Exercise description.
In the records below, find the line with "Where can the window frame" and the line with "Target: white baseboard". Print both exactly, along with every line between them, and no other line.

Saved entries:
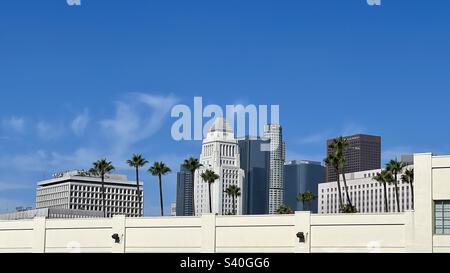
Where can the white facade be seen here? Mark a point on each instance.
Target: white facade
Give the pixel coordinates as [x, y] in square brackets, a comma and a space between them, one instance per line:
[220, 153]
[273, 132]
[366, 194]
[423, 230]
[78, 190]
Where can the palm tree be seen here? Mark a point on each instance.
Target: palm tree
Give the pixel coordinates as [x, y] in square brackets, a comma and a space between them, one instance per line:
[396, 167]
[233, 191]
[101, 168]
[339, 145]
[192, 164]
[385, 177]
[209, 177]
[408, 177]
[306, 197]
[159, 169]
[137, 161]
[333, 162]
[284, 209]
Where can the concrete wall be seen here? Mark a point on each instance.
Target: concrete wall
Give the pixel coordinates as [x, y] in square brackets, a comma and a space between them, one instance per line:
[209, 234]
[432, 182]
[405, 232]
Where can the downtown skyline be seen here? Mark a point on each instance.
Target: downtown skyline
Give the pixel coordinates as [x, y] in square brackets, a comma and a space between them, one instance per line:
[104, 87]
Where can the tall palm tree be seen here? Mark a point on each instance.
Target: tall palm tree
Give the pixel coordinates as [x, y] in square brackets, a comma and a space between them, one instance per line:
[306, 197]
[385, 177]
[340, 145]
[192, 164]
[284, 209]
[209, 177]
[233, 191]
[333, 162]
[159, 169]
[396, 167]
[101, 168]
[138, 161]
[408, 177]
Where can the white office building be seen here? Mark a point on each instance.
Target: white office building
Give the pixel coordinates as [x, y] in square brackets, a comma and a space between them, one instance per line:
[366, 194]
[274, 133]
[79, 190]
[220, 153]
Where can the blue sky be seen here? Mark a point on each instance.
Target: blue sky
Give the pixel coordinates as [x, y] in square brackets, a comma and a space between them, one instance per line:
[99, 80]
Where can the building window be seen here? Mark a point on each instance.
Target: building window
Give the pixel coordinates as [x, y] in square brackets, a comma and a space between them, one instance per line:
[442, 217]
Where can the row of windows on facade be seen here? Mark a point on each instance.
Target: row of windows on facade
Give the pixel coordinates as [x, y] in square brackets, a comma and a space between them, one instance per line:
[227, 162]
[80, 188]
[108, 189]
[357, 198]
[369, 205]
[402, 191]
[442, 217]
[373, 208]
[109, 209]
[373, 185]
[51, 190]
[86, 195]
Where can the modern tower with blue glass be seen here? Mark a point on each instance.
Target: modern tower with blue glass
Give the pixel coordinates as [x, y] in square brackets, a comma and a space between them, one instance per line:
[185, 186]
[255, 161]
[301, 176]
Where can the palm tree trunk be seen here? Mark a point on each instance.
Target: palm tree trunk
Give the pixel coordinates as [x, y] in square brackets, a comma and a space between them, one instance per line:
[160, 195]
[193, 192]
[339, 191]
[138, 192]
[103, 196]
[346, 189]
[396, 193]
[209, 190]
[386, 209]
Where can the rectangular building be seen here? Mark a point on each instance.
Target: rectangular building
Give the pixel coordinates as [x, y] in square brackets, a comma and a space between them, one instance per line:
[274, 133]
[302, 176]
[366, 194]
[185, 198]
[80, 190]
[255, 161]
[362, 154]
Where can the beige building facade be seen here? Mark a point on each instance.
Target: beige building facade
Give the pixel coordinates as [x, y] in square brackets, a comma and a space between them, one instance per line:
[423, 230]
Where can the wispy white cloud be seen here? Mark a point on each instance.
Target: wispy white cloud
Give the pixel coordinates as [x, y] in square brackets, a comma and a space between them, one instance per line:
[137, 118]
[317, 138]
[48, 131]
[80, 123]
[15, 124]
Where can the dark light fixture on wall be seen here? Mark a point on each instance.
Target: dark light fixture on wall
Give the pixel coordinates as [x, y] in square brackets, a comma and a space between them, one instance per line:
[116, 238]
[301, 237]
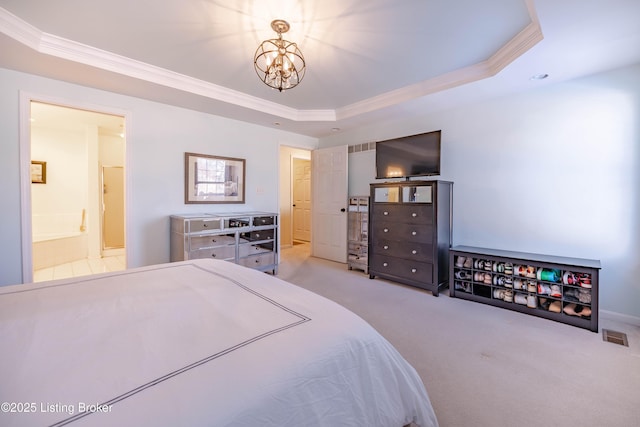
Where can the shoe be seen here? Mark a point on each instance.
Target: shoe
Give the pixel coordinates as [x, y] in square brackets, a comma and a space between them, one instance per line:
[544, 289]
[570, 309]
[520, 299]
[569, 278]
[508, 268]
[508, 282]
[585, 312]
[518, 284]
[463, 275]
[508, 296]
[584, 296]
[555, 307]
[585, 280]
[544, 303]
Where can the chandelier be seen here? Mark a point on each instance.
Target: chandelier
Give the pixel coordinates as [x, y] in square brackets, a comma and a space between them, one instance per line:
[278, 62]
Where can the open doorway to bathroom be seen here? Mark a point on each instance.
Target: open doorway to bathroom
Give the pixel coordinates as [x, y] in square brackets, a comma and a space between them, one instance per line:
[77, 191]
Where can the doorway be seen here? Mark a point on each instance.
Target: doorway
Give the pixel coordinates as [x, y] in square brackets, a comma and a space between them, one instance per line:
[292, 158]
[77, 226]
[301, 182]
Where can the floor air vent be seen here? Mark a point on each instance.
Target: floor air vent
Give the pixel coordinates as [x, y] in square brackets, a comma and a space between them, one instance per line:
[615, 337]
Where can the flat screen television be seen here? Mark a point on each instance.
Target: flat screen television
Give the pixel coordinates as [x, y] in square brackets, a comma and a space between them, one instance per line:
[415, 155]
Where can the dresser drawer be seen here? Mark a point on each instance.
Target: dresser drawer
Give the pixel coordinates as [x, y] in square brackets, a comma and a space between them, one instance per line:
[403, 232]
[402, 249]
[253, 236]
[402, 268]
[263, 220]
[260, 260]
[357, 248]
[211, 241]
[222, 252]
[198, 225]
[413, 213]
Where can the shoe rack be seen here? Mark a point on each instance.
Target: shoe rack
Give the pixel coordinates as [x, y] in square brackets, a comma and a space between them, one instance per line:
[556, 288]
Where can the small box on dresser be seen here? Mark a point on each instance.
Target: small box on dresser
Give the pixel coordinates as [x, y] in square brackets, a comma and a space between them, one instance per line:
[245, 238]
[557, 288]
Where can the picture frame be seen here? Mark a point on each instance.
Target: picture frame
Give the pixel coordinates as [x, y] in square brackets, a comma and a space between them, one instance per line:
[38, 172]
[213, 179]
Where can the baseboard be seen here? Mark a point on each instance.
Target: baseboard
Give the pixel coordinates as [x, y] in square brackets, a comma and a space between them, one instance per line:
[619, 317]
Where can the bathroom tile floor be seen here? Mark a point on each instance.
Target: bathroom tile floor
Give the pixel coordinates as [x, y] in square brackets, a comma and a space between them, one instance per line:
[81, 268]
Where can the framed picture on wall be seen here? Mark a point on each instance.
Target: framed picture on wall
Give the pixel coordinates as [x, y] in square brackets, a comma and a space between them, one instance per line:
[38, 172]
[213, 179]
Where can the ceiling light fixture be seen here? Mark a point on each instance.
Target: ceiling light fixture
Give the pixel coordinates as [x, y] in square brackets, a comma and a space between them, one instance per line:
[278, 62]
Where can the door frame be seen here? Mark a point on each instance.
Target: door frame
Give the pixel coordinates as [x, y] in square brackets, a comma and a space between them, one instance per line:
[295, 157]
[26, 230]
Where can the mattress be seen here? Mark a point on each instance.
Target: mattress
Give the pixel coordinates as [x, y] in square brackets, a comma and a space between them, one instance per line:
[201, 342]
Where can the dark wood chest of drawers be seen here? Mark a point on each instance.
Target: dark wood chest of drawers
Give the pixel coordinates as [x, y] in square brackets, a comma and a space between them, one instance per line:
[410, 233]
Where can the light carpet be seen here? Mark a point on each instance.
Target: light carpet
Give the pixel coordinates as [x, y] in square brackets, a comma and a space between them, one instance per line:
[486, 366]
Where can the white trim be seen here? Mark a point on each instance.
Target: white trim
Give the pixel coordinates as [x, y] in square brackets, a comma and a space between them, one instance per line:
[619, 317]
[25, 165]
[49, 44]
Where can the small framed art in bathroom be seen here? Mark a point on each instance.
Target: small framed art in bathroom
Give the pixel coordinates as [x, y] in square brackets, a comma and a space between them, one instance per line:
[38, 172]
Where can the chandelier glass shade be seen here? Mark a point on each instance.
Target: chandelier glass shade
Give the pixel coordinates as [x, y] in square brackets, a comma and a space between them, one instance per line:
[278, 62]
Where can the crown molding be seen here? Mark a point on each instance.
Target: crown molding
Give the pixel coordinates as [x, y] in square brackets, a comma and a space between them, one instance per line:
[49, 44]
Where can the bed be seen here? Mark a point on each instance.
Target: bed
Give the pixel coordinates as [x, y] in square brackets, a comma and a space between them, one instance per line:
[201, 342]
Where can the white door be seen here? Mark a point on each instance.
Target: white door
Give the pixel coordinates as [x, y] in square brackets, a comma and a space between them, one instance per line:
[329, 209]
[301, 199]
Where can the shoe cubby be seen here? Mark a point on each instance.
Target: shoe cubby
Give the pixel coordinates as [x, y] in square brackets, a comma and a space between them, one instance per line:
[557, 288]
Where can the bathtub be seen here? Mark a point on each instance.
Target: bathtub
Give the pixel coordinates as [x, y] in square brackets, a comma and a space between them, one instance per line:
[51, 249]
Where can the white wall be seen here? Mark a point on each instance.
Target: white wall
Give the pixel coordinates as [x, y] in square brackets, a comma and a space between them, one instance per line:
[158, 136]
[554, 170]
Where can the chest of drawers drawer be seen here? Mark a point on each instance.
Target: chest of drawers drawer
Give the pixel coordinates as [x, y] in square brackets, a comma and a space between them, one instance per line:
[413, 214]
[404, 249]
[263, 220]
[254, 236]
[210, 241]
[196, 226]
[403, 232]
[403, 268]
[222, 252]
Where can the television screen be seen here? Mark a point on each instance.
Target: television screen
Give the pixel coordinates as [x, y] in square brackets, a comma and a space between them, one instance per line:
[416, 155]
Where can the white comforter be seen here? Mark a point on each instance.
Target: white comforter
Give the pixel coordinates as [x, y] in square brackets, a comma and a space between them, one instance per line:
[195, 343]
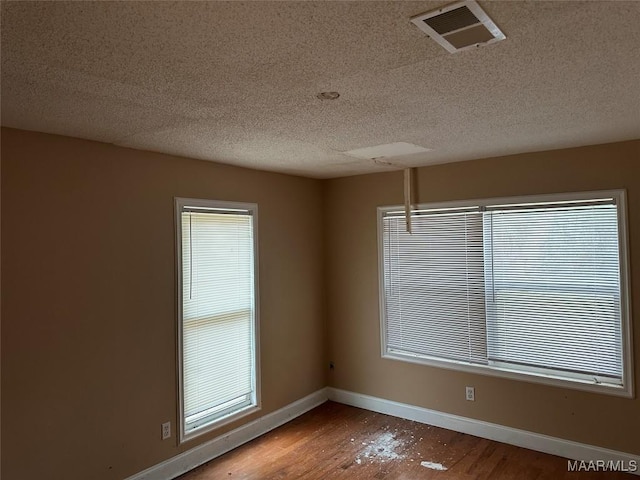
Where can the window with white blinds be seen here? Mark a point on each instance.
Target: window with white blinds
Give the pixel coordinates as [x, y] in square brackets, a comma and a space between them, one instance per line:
[532, 288]
[217, 317]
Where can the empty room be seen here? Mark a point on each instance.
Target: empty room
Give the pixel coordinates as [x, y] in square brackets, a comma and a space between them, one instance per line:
[320, 239]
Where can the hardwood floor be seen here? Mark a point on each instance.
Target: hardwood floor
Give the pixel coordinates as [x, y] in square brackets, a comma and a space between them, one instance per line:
[336, 441]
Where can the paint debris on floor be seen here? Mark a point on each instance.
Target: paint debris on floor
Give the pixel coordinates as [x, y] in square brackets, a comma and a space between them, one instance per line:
[433, 466]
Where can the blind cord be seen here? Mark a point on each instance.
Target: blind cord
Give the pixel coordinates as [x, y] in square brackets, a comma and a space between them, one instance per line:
[190, 259]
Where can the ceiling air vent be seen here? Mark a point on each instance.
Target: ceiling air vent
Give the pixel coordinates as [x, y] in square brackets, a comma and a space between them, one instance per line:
[459, 26]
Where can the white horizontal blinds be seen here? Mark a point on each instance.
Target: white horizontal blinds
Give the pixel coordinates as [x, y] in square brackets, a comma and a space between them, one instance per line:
[217, 313]
[434, 285]
[553, 288]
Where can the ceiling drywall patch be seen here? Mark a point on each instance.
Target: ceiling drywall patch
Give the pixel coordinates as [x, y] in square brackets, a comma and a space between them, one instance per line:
[328, 95]
[459, 26]
[388, 150]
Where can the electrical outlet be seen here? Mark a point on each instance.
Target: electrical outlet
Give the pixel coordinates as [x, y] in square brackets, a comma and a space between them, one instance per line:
[470, 393]
[166, 430]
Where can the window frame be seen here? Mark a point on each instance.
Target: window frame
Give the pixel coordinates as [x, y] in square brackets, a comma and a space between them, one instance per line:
[256, 403]
[495, 370]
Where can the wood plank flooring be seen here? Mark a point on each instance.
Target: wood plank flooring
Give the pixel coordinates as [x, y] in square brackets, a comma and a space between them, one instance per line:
[335, 441]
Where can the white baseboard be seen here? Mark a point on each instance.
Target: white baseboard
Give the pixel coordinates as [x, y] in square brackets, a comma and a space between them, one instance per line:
[513, 436]
[205, 452]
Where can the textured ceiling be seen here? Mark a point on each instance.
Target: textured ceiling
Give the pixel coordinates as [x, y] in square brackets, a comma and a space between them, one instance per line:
[236, 82]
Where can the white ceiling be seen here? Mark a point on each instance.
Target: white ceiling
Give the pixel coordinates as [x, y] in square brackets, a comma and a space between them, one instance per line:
[236, 82]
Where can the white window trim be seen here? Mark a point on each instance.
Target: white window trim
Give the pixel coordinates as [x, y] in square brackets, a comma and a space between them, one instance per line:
[626, 390]
[256, 404]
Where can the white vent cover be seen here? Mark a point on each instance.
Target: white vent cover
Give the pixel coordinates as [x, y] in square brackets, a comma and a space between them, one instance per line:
[459, 26]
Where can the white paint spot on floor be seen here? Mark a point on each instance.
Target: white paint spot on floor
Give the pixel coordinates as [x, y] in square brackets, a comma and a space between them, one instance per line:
[383, 448]
[433, 466]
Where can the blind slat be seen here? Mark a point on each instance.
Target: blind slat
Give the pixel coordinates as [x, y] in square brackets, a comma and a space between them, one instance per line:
[535, 286]
[217, 311]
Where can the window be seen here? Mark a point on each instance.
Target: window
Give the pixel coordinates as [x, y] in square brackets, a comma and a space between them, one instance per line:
[531, 288]
[217, 317]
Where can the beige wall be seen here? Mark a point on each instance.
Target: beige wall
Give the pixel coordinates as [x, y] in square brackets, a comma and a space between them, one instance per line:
[88, 290]
[352, 292]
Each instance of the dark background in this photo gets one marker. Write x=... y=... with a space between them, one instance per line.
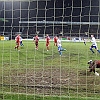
x=52 y=10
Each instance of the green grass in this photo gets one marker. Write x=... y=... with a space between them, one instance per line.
x=18 y=71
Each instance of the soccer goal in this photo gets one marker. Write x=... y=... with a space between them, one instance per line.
x=51 y=62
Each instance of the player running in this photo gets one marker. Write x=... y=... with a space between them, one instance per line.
x=47 y=42
x=55 y=40
x=94 y=44
x=36 y=39
x=17 y=40
x=60 y=49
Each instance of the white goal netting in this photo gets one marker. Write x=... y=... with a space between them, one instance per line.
x=44 y=73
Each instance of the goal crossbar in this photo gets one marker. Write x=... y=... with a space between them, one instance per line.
x=59 y=22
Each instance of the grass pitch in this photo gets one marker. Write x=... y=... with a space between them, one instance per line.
x=44 y=75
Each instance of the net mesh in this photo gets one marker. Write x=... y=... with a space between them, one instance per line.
x=34 y=74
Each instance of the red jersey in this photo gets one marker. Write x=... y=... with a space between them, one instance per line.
x=55 y=39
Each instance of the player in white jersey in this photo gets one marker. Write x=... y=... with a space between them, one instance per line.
x=60 y=49
x=94 y=44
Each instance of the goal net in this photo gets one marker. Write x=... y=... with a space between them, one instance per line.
x=41 y=71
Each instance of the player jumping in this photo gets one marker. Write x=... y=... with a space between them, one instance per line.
x=55 y=40
x=94 y=44
x=47 y=42
x=17 y=40
x=36 y=39
x=60 y=49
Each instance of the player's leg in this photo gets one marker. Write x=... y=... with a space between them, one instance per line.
x=97 y=49
x=59 y=50
x=91 y=49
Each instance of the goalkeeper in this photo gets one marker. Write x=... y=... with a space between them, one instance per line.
x=60 y=49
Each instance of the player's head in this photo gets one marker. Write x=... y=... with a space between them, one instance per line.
x=92 y=35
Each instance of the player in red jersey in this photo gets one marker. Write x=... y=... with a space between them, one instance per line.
x=47 y=41
x=17 y=40
x=55 y=40
x=36 y=39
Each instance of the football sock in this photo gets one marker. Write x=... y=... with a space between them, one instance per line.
x=91 y=50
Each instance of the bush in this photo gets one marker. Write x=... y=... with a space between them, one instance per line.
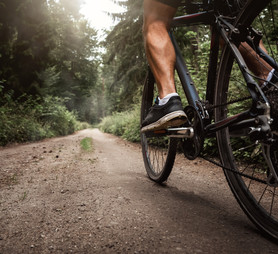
x=31 y=119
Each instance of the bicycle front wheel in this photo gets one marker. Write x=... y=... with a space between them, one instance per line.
x=238 y=151
x=159 y=151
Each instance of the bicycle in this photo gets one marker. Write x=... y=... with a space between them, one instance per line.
x=237 y=110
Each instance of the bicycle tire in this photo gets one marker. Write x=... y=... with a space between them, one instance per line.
x=258 y=200
x=159 y=152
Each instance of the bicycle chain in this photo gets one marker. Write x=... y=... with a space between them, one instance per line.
x=209 y=107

Task response.
Where can the window frame be seen here? Mark a point on each instance.
Target: window frame
Give the pixel coordinates as [x, y] in square brackets, a comma and a space between them, one instance per line:
[256, 403]
[495, 370]
Where can the wood plank flooring be seen here? Mark a point on each instance.
Target: wood plank flooring
Give the pixel coordinates as [x, y] in square brackets, a comma and a space between them, one instance per line:
[335, 441]
Where can the white baseboard be seen here? Mark a point on each instance.
Target: white baseboard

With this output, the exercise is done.